## What you need to do
Repeat word for word the stretch of the call transcript below that opens with "Thanks. Good morning" and closes with "of these challenges.".

-- Begin Selected passage --

Operator, next question please.

Operator

Our next question is from Scott Gaffner of Barclays. Your line is open.

Scott Gaffner -- Barclays -- Analyst

Thanks. Good morning Ted. Good morning, Bill. I hate to come to back to Product Care but I think that was the area where there was the most variation relative to people estimates. Ted, if I look at it, you're saying 1.5% organic growth for that business before you said 1%. So it seems like maybe you're even more confident in that segment. Now, can you talk about the growth on a go-forward basis. Is it, at least in 2019? Is it recapture of some of these industrial businesses or is it more growth in the high-value segment at least in 2019? We should be anticipating? And based on that, do you still think you can get segment EBITDA up year-over-year despite some of these challenges.

Ted Doheny -- President and Chief Executive Officer

Yes. Well, Scott let me break out in the two pieces because you through in and segment EBITDA in there, on the growth. The EBITDA pretty confident we're going to get that. We're focused pretty hard on the cost and the efficiencies that we talked about. On the volume side, is just highlighting again. We did have that tough comparables. The Instapak piece, that got hit, with that we didn't anticipate that the actually industrial market in the first quarter was tepid. So we think we'll recover that. As I mentioned, we are seeing the equipment installs in March alone, up 40% year-over-year. That's a positive number for us. And Instapak in our Protective Packaging business, is our largest and most profitable line, so that feel good about that.

The other piece I mentioned, our Inflatable Bubble on demand is going well. The automation was a gap that we hinted all last year even before we thought to have about APS coming into the portfolio. We've been working on the automation side, that's the part of the gap that we got hit in 2018, that we have to recover. So we do have a strong pipeline out there, we got to go make it happen. But we're not giving up on the year on the volume on the protective packaging side.

-- End Selected passage --
-- Begin Supplied material --

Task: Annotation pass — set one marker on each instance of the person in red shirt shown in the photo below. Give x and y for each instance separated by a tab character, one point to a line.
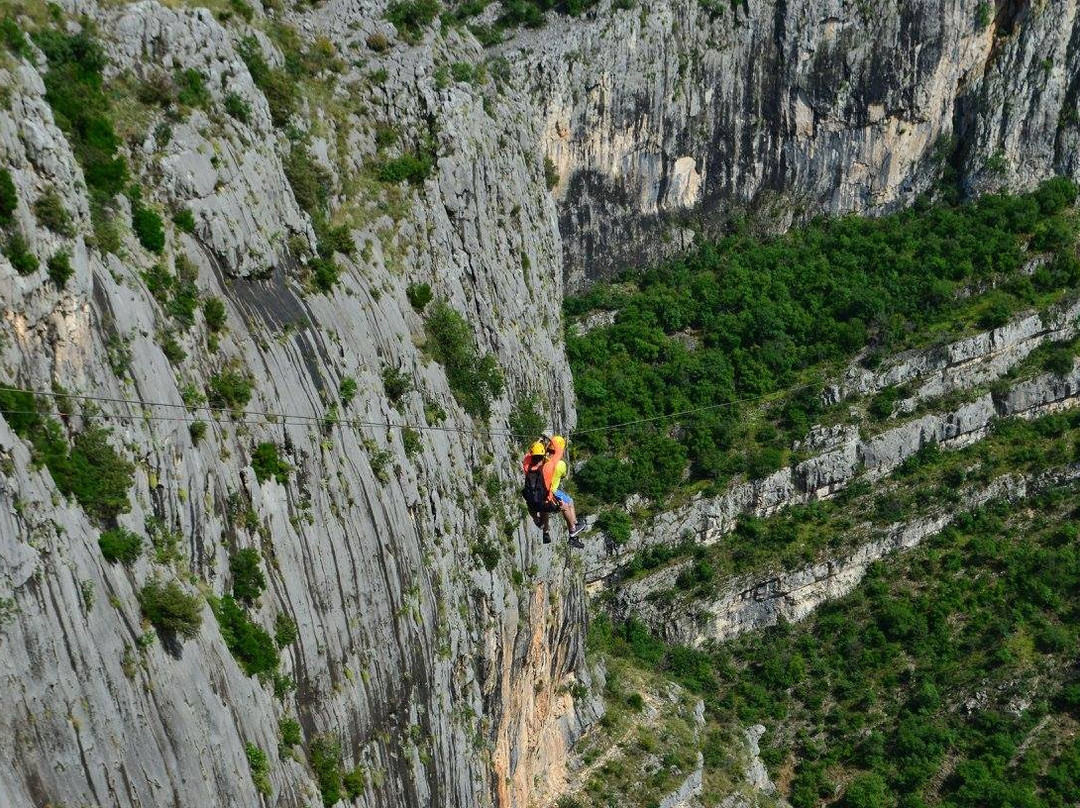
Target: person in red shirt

-- End Supplied material --

## Answer
Thanks. Good morning Ted. Good morning, Bill. I hate to come to back to Product Care but I think that was the area where there was the most variation relative to people estimates. Ted, if I look at it, you're saying 1.5% organic growth for that business before you said 1%. So it seems like maybe you're even more confident in that segment. Now, can you talk about the growth on a go-forward basis. Is it, at least in 2019? Is it recapture of some of these industrial businesses or is it more growth in the high-value segment at least in 2019? We should be anticipating? And based on that, do you still think you can get segment EBITDA up year-over-year despite some of these challenges.